Start of Document text
He offered suggestions on business practices to help guide dairies toward success during the annual Great Lakes Regional Dairy Conference held in Frankenmuth, Michigan in February.
“This will be the decade of high business IQ,” Kohl said. “Previous decades have been about improving production and operational efficiency, but now those things will have to come together through business marketing, finance and risk management.”
The next 10 years could be a decade of financial extremes, and there are many factors toying with the dairy farm’s bottom line.
Macroeconomic trends with mega-disruption potential
Current inflation rates are shocking in comparison with the past 30 years of low inflation, when the highest rate during that time was a mere 5%.
End of Document text
Start of Excerpted records
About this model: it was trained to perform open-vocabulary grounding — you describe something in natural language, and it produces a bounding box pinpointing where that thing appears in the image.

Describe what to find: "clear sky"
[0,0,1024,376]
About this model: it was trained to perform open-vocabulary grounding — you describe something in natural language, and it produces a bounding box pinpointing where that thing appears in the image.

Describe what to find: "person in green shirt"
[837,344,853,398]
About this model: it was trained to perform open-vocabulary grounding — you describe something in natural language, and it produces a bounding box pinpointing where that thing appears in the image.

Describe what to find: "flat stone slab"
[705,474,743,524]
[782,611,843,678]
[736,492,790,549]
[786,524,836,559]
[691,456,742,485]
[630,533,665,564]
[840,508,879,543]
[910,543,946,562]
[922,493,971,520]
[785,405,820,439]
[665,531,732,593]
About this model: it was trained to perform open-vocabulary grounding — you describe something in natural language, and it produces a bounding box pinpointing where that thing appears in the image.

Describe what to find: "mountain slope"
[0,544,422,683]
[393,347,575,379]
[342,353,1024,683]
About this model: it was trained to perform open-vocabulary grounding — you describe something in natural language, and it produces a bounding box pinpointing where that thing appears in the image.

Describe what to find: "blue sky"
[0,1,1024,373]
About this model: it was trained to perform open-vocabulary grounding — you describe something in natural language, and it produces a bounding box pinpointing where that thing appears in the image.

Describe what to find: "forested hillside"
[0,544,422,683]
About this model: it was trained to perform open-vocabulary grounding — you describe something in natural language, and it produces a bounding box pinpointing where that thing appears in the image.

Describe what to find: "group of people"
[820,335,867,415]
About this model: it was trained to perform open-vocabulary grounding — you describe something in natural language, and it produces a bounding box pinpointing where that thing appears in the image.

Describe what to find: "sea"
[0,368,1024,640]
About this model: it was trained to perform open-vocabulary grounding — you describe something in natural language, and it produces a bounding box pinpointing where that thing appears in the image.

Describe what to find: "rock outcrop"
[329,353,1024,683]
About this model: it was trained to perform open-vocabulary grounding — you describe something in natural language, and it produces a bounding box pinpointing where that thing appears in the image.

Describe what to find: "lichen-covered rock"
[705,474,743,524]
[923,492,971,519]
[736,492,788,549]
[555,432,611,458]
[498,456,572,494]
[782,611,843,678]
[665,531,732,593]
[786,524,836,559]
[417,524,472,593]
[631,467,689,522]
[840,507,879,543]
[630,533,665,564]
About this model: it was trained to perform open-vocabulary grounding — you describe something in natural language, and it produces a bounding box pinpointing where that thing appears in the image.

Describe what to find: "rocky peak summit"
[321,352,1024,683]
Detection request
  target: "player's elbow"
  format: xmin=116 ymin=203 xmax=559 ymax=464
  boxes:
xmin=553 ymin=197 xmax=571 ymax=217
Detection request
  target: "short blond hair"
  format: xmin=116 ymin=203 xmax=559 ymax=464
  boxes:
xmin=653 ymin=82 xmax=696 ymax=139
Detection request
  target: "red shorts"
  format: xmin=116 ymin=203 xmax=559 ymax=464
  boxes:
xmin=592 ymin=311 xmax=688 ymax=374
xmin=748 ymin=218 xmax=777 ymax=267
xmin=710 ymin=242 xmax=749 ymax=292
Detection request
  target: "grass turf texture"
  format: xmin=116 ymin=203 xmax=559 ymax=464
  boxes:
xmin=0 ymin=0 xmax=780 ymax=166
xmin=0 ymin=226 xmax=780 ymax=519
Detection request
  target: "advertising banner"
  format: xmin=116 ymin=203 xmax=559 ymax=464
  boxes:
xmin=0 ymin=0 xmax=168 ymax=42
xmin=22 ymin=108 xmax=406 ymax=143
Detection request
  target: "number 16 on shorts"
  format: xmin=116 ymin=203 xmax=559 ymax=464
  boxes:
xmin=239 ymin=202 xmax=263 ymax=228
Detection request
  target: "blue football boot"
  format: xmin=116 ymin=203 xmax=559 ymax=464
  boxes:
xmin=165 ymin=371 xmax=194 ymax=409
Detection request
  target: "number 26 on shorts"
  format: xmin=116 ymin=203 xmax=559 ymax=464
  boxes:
End of Excerpted records
• **Problems and tasks**:
1/ Answer these from the dairy conference passage:
(a) In what city and state was the Great Lakes Regional Dairy Conference held?
(b) What did Kohl say this decade will be?
(c) What was the highest inflation rate during the past 30 years?
2/ Reproduce the part of the dairy conference passage that begins at the words "He offered suggestions" and stops after "was a mere 5%.".
These records have no connection to the dairy conference passage.

• **Problem solutions**:
1/
(a) Frankenmuth, Michigan
(b) The decade of high business IQ
(c) 5%

2/
He offered suggestions on business practices to help guide dairies toward success during the annual Great Lakes Regional Dairy Conference held in Frankenmuth, Michigan in February.
“This will be the decade of high business IQ,” Kohl said. “Previous decades have been about improving production and operational efficiency, but now those things will have to come together through business marketing, finance and risk management.”
The next 10 years could be a decade of financial extremes, and there are many factors toying with the dairy farm’s bottom line.
Macroeconomic trends with mega-disruption potential
Current inflation rates are shocking in comparison with the past 30 years of low inflation, when the highest rate during that time was a mere 5%.